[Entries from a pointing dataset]
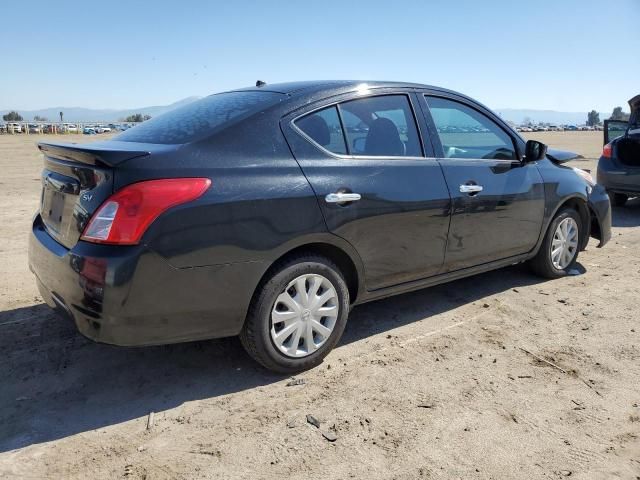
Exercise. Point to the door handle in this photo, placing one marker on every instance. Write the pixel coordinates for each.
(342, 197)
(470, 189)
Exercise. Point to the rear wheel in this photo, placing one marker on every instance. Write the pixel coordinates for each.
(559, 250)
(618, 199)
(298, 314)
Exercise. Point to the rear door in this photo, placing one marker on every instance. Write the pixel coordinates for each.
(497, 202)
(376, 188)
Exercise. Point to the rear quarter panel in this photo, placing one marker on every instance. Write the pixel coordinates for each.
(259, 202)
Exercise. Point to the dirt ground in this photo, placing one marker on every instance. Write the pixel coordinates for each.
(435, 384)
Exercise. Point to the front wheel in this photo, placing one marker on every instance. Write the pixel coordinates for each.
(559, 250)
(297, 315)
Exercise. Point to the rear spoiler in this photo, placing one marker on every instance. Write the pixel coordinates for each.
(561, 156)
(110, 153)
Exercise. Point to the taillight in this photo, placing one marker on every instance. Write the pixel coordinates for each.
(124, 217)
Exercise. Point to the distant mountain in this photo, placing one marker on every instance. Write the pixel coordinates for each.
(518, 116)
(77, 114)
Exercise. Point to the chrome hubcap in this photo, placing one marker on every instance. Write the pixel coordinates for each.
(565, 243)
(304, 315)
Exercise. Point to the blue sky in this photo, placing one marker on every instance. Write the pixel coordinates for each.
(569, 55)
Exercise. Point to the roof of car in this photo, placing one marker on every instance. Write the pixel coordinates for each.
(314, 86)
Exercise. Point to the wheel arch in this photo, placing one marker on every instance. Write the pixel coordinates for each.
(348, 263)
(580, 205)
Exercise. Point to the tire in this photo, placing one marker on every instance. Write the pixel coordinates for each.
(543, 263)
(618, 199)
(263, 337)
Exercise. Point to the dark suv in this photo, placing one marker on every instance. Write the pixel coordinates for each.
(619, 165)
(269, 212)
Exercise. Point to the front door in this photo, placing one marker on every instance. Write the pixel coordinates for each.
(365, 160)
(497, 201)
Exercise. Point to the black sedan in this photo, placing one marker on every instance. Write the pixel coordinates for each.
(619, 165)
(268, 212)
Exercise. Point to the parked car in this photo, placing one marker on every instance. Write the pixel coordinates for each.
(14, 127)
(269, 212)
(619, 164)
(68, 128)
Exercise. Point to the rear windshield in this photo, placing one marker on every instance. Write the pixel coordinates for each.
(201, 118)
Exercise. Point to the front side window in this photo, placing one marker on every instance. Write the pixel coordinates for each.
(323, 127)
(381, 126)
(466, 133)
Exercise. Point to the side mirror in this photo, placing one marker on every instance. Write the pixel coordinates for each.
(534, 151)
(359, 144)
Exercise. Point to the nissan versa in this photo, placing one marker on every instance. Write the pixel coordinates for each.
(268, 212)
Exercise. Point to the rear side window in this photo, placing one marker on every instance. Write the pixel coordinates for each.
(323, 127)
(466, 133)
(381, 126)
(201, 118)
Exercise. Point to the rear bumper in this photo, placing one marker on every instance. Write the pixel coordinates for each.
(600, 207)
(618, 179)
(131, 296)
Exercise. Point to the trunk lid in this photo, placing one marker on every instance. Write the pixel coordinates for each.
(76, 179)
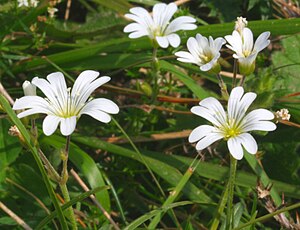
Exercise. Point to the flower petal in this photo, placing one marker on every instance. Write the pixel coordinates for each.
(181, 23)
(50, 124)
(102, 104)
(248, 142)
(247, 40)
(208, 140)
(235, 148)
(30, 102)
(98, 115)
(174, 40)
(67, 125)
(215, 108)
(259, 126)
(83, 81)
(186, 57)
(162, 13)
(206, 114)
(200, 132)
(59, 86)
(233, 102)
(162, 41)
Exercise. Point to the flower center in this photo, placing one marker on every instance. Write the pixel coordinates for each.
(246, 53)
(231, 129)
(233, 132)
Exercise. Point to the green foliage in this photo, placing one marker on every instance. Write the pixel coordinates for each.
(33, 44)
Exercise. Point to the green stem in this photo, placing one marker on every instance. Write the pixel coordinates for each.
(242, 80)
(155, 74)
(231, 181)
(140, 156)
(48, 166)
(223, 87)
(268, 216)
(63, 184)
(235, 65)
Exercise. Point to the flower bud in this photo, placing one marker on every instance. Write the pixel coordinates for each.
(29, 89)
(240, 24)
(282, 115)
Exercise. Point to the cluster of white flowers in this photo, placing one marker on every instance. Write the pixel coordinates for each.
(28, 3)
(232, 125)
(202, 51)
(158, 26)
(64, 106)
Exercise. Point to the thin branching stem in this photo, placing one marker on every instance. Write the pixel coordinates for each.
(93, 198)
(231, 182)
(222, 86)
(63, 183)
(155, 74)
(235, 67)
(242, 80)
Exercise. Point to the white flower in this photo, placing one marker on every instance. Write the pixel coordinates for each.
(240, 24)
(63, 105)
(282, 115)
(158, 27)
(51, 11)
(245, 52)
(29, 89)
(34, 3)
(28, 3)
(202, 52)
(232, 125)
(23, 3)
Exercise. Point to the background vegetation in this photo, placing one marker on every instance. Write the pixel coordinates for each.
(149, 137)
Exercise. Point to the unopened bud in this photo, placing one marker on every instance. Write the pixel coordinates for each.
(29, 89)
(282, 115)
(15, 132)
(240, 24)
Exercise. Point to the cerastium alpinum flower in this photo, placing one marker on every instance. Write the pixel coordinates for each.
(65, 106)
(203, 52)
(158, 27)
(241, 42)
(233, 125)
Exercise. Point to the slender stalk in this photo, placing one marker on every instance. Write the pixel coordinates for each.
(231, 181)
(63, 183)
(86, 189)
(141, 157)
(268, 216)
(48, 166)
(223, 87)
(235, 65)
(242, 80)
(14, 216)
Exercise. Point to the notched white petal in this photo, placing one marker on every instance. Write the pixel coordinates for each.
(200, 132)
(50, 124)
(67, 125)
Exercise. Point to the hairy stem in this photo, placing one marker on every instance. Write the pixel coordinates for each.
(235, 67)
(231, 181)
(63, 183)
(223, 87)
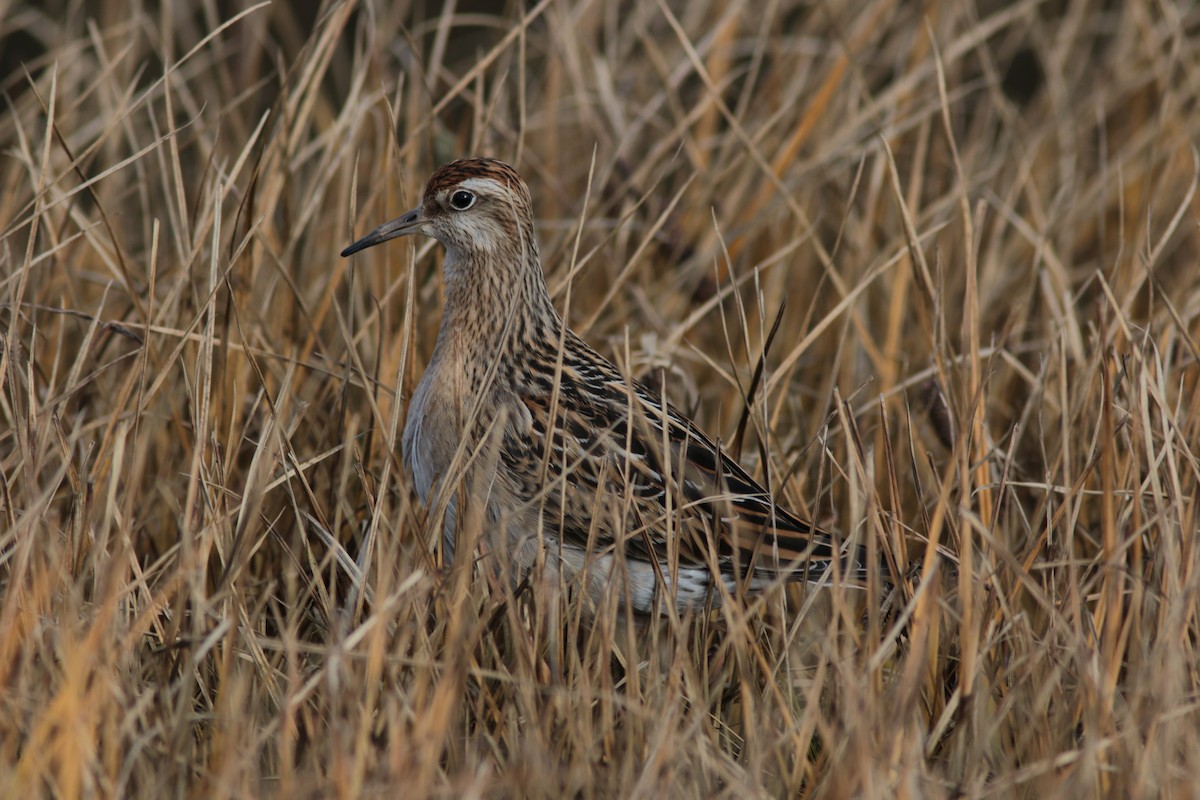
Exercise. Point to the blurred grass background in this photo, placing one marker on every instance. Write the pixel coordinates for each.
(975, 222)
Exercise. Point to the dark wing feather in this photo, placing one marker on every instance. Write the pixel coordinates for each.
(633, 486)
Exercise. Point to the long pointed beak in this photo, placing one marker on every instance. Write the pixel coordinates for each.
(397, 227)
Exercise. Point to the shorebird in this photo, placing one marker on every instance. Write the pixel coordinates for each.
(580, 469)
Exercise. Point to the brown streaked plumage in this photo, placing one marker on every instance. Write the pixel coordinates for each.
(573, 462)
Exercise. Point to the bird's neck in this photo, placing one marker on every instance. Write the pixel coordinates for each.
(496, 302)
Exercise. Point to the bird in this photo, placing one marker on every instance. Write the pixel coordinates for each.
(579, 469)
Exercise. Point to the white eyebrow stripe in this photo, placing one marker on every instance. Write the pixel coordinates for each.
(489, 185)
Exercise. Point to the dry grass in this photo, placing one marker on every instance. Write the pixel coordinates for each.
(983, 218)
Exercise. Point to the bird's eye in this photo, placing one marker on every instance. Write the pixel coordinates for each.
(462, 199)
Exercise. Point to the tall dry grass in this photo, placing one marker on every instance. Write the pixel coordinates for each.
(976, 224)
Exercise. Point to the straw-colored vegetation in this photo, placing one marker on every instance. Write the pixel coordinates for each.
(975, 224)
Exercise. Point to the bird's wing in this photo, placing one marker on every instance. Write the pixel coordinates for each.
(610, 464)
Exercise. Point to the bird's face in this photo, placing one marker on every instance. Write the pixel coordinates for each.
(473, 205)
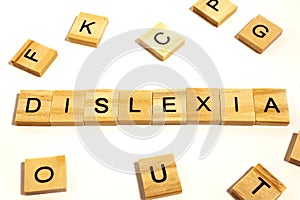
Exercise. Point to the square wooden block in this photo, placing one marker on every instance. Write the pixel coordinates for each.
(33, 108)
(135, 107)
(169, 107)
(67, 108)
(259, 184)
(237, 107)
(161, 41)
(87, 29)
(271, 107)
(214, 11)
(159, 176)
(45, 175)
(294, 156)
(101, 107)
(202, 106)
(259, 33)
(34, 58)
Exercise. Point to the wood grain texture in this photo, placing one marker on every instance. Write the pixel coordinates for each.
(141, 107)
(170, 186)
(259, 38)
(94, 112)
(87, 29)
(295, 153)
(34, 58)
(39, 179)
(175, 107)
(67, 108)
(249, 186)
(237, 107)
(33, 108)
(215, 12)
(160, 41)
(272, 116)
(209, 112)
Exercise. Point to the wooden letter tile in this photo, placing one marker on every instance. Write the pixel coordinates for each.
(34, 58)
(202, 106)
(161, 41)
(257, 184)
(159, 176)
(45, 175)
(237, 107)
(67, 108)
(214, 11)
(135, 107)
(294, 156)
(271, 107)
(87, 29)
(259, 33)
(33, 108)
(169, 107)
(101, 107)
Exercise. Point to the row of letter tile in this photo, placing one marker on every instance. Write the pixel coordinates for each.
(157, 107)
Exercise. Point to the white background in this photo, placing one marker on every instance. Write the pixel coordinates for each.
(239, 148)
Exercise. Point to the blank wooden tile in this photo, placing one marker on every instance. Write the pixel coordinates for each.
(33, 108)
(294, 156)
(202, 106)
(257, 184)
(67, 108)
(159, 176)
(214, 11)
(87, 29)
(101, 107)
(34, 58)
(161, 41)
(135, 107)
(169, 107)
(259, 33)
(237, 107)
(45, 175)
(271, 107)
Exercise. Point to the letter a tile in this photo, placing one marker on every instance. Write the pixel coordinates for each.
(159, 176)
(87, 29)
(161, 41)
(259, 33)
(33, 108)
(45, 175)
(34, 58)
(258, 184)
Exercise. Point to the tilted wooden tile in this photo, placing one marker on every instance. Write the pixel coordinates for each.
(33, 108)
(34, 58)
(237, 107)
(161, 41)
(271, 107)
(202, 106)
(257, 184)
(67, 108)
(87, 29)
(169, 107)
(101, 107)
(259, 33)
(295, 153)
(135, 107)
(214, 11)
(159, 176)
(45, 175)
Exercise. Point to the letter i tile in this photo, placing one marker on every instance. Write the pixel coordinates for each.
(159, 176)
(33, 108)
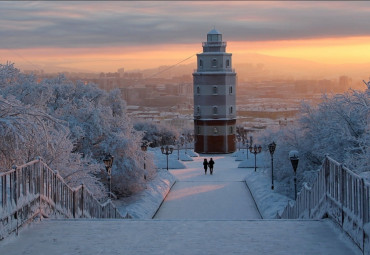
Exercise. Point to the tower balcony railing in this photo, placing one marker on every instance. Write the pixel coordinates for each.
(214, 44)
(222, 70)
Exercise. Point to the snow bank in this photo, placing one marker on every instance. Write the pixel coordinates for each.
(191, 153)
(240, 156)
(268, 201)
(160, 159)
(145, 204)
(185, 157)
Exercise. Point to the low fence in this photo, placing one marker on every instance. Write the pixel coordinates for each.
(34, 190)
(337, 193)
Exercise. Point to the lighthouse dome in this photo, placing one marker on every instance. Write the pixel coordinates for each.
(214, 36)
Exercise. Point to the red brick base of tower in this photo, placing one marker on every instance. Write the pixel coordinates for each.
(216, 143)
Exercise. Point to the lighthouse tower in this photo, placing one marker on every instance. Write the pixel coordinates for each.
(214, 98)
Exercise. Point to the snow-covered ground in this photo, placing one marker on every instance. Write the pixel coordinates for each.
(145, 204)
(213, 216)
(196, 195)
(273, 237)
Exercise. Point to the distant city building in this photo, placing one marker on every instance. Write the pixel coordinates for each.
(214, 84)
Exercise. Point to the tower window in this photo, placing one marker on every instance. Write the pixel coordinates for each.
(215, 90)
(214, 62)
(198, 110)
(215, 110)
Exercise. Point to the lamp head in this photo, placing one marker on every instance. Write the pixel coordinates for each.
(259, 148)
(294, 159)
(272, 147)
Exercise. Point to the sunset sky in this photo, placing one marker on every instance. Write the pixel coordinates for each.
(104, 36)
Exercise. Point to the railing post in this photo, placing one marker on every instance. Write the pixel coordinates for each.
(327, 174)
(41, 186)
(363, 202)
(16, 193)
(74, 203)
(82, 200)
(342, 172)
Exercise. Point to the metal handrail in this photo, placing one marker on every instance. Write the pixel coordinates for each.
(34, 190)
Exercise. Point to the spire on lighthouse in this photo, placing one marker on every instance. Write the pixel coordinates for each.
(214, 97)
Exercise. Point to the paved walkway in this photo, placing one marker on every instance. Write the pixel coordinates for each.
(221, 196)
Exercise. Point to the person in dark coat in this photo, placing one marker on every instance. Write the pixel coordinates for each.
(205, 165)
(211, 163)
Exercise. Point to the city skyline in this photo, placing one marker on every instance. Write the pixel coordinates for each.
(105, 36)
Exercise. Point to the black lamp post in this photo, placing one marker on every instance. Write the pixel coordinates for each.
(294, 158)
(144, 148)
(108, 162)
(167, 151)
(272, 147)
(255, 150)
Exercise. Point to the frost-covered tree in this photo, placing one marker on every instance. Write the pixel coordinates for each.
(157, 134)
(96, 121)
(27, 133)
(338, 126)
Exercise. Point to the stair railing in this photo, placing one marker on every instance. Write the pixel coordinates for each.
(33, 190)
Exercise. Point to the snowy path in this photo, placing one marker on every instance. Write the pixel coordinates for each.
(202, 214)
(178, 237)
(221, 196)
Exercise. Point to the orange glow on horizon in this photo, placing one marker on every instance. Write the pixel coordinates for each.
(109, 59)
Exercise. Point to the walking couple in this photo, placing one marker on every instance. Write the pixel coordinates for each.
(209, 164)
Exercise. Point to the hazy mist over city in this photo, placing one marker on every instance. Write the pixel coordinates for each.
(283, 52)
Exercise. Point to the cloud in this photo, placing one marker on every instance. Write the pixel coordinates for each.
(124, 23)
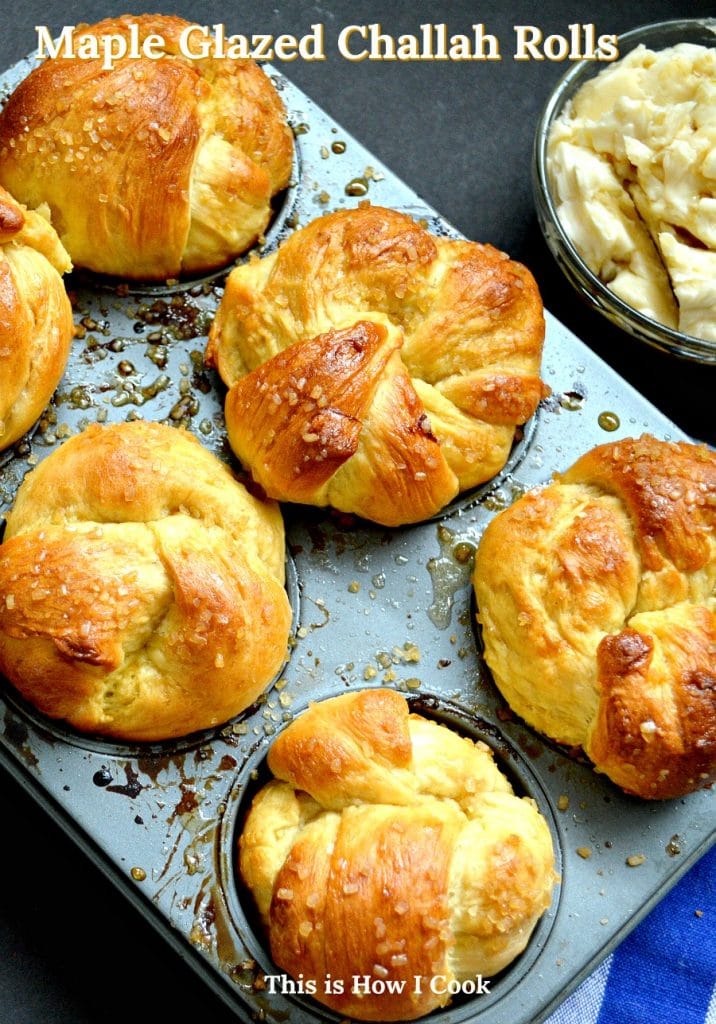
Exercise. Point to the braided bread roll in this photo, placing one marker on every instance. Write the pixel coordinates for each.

Directions:
Edit the part of the listing that opens with the line containing "Exercise. Point to the city" and runs to the end of the listing, replacing every "marker" with "dot" and keeping everything else the same. Leave the pictures out of your answer.

The solution:
Exercise. Point to the city skyline in this photo, placing one dot on every instance. Write the pixel coordinates for each.
(105, 36)
Exercise. Point to the black lamp post in this photo, placing one dot on every instance. Write the pixel coordinates for each.
(294, 158)
(144, 148)
(108, 162)
(167, 151)
(272, 147)
(255, 150)
Exercise. Point to the frost-covered tree in this photo, placing one dot on every instance. Write the pixel coordinates for each.
(157, 134)
(96, 121)
(27, 133)
(338, 126)
Exercise. Point to the stair railing in this photo, placing one dot on every instance. Write the pixel coordinates for each.
(33, 190)
Exercise. Point to the snowy path in this photo, placing one dot on every instance. Write the pixel coordinates for each.
(202, 214)
(178, 237)
(221, 196)
Exercise. Point to the orange glow on horizon in this photo, placing one dot on every instance. Write the pixel coordinates for each.
(109, 59)
Exercise. Point to the walking couple in this photo, placing one dot on every instance. Write the pixel coordinates for each.
(209, 164)
Exercise. Point to the hazy mist over city in this photo, placing one dot on every instance. Write the pixel coordinates for each.
(283, 52)
Exercise. Point to the cloud in this photo, placing one dot on every instance. Write the pixel coordinates for each.
(124, 23)
Exercise. Point to the braided bread roll in this photo, placing one dot on every instance. Write the pixel coordinates for each.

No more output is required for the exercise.